### WHAT TO DO
[A] From the article on vertical video, reproduce the part that opens with the words containing "The vertical video" and closes with "slower to adopt.".
[B] In the article on vertical video, what share of Snapchat users were 18-24-year olds as of January?
[C] Carry on the article about vertical video from the point where it stops.

Remember when V.V.S. (Vertical Video Syndrome) was first declared an epidemic back in 2012 via that satirical YouTube video? For those not familiar with it, YouTube user Glove and Boots created a three-minute-long ‘Public Service Announcement’ into the ails of shooting vertical videos on mobile phones – before proceeding to lambast all those afflicted with the fictitious disease. It obviously resonated; gaining 3.2 million views within the first year of upload.
Fast forward six years and it’s a very different story. Following the launch of IGTV in June, not only are we creating more vertical videos than ever before, but we are doing so intentionally. And while this format seems, to some extent, at odds with how we should be consuming videos (as the YouTube PSA stated “motion pictures have always been horizontal, people’s eyes are horizontal”), in reality it’s just a lot easier to not have to flip your phone sideways whenever you want to watch something.
The vertical video trend was first propelled to the masses by the launch of Snapchat in 2011. The app exclusively focuses on ephemeral vertical content – so much so that their augmented reality filters won’t work if your phone is held any other way. As of January this year, 89% of Snapchat users were 18-24-year olds, showing that the app’s core demographic remains millennial. Interestingly, vertical video viewing increases as age decreases, which again suggests that consumers who grew up with horizontal-only media are slower to adopt.
Speaking about the progression of video media, Elizabeth Giorgi, CEO of global video production company Mighteor, said: “Call it the Facebook effect or Snapchat syndrome – mobile devices are changing viewers’ expectations for media consumption. It’s time to shed our perception of what media looks like and embrace non-traditional formats, which are increasingly appealing to viewers.”

### DATA SECTION
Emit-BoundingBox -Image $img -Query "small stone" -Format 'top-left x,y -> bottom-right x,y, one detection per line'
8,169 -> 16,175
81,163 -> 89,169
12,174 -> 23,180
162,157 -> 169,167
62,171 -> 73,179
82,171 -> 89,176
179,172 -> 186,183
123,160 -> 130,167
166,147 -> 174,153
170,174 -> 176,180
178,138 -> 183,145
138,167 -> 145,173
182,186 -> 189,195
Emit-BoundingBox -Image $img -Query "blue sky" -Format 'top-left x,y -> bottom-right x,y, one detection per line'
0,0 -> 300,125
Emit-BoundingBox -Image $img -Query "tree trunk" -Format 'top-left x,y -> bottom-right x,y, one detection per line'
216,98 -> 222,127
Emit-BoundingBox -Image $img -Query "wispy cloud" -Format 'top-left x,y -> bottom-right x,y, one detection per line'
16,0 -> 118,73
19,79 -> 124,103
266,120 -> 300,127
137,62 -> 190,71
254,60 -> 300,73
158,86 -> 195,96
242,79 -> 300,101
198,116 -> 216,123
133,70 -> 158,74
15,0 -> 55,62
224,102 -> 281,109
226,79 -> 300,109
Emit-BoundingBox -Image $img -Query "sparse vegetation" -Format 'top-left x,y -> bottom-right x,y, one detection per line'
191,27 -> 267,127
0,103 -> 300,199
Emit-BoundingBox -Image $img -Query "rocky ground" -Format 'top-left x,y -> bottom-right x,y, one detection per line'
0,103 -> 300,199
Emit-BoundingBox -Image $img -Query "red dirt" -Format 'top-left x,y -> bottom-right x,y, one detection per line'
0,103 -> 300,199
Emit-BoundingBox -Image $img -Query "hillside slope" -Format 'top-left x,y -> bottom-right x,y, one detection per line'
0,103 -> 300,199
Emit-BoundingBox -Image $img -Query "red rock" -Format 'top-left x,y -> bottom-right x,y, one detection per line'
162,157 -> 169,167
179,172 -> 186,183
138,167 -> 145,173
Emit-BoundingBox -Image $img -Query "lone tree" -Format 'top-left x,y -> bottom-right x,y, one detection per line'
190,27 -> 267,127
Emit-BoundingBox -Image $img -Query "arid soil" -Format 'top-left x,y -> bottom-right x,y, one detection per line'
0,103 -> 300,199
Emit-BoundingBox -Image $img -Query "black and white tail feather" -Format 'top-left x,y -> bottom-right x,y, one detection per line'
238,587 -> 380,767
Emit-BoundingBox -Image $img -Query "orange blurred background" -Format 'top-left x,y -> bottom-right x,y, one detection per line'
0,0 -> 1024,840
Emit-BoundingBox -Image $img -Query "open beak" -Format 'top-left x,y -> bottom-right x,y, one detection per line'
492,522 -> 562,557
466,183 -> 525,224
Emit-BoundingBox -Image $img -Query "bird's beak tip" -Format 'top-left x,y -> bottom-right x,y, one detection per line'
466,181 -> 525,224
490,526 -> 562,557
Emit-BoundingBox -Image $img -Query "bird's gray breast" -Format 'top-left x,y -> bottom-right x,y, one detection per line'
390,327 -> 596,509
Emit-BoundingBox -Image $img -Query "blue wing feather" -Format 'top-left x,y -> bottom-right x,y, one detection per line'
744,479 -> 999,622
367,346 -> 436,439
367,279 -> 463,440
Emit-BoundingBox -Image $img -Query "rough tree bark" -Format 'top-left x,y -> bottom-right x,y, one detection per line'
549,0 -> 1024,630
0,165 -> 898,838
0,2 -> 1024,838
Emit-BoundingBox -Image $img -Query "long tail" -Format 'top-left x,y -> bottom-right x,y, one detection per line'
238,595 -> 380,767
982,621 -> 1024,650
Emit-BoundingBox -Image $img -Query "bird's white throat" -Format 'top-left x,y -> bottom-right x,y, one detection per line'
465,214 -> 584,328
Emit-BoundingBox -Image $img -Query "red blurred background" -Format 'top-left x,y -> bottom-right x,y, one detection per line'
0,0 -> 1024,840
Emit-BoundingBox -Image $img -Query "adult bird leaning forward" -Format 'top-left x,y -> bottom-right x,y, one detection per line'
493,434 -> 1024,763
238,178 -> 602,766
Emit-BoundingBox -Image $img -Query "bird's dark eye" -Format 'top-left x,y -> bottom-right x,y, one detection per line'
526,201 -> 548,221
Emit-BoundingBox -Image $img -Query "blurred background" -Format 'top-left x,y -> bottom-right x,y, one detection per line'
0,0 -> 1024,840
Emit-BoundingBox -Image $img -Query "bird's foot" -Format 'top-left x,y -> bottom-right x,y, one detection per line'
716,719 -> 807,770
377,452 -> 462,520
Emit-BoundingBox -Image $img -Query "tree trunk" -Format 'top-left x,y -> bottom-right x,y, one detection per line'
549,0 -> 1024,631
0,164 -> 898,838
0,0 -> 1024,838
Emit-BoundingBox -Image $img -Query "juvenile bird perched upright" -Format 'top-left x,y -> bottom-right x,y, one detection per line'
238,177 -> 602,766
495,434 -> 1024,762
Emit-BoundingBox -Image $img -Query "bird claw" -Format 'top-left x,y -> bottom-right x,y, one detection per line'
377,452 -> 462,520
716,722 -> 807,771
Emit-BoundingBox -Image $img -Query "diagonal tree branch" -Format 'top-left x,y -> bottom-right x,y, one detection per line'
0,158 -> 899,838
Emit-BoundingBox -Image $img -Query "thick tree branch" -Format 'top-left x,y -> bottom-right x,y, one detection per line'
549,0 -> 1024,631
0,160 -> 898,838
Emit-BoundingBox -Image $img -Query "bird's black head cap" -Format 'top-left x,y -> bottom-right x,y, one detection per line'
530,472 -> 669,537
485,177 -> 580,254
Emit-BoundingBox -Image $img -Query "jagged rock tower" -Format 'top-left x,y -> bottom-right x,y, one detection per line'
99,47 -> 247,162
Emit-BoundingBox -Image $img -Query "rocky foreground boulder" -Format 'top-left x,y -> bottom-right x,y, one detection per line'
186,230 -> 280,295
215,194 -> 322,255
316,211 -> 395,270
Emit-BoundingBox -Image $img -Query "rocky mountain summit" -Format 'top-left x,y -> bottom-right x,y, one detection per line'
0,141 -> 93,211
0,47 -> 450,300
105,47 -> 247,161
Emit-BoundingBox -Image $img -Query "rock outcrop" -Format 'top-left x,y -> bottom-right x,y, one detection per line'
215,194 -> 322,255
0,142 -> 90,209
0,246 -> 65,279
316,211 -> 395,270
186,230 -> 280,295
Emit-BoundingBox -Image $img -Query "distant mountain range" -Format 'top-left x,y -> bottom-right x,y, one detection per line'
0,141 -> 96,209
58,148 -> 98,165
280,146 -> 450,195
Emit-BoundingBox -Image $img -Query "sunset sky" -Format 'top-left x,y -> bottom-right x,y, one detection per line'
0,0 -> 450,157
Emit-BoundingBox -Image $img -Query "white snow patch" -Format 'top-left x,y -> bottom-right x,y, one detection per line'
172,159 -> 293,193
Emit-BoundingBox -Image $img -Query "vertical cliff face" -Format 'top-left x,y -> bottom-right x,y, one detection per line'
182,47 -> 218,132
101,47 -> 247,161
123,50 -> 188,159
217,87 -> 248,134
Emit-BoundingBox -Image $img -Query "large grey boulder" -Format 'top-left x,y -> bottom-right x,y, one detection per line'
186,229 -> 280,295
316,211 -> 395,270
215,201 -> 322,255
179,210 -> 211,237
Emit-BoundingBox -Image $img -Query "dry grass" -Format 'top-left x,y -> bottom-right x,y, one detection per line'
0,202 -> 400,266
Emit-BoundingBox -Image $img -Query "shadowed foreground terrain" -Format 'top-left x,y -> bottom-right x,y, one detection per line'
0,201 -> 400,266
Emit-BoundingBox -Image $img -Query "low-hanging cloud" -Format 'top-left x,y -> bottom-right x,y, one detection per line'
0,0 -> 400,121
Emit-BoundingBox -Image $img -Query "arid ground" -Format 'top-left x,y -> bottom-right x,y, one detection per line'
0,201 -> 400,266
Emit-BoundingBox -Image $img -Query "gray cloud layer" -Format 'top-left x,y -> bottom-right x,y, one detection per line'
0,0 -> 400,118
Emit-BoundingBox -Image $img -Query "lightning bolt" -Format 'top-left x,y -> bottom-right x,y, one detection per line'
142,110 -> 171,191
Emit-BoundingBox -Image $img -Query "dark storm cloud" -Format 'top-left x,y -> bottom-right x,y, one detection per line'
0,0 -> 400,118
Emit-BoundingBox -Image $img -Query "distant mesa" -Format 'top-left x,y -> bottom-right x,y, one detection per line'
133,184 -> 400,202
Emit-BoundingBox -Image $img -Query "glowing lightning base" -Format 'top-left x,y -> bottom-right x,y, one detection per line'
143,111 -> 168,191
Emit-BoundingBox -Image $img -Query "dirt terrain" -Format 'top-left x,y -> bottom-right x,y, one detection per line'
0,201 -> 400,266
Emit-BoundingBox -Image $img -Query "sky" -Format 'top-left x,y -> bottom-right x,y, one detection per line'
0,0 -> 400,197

### RESULTS FOR THE EXERCISE
[A]
The vertical video trend was first propelled to the masses by the launch of Snapchat in 2011. The app exclusively focuses on ephemeral vertical content – so much so that their augmented reality filters won’t work if your phone is held any other way. As of January this year, 89% of Snapchat users were 18-24-year olds, showing that the app’s core demographic remains millennial. Interestingly, vertical video viewing increases as age decreases, which again suggests that consumers who grew up with horizontal-only media are slower to adopt.

[B] 89%

[C]
In August 2016, Instagram took aim at Snapchat’s ephemeral USP when it launched its own Stories feature. It was a runaway success, and now boasts 400 million daily active users worldwide. Meanwhile Snapchat is floundering at a modest 188 million (having also lost 3 million last quarter due to a redesign faux pas).
But not content with KO’ing Snapchat, Instagram recently set its sights on YouTube, creating its stand-alone IGTV app dedicated to long-form vertical content. Explaining the move, Instagram’s CEO Kevin Systrom, said: “When you watch longer video, you need a different context … we really wanted to separate those two, so you could choose which adventure you wanted to go down.”
Testing The Waters
Although some creators have reservations about making the move from YouTube to IGTV – mainly because of unfamiliarity – there’s no denying that with Instagram reaching 1 billion monthly active users, IGTV has unlimited potential if harnessed correctly. Early adopters are treating the app with a ‘one-foot-in-one-foot-out’ approach as they test the waters.
In June, Tech vlogger Marques Brownlee, said: “YouTube, for me, is the primary platform … There are a lot of things [IGTV] doesn’t do still that YouTube does. It’s competing with a part of what YouTube does by focusing in a different way. Every camera shoots horizontally, so we’re all super used to framing things with lots of horizontal room … I still think there’s a lot of room to grow and creative decisions to be made to actually take advantage of vertical video.”
While hesitancy remains among some creators, YouTube itself has since adapted its aspect ratio in response to the ‘vertical movement’ so that the video player now automatically adjusts to the video’s size (meaning no more black bars at either side of a video).
Challenging The Big Screen
Youtube has also been busy expanding its YouTube Premium (previously YouTube Red) paid subscription service, by producing original series (such as Cobra Kai) and collaborative shows with high-profile creators, and making them available for free on the main site. This was done in order to position the brand as a genuine competitor to streaming services such as Netflix and Amazon, as well generating premium advertising.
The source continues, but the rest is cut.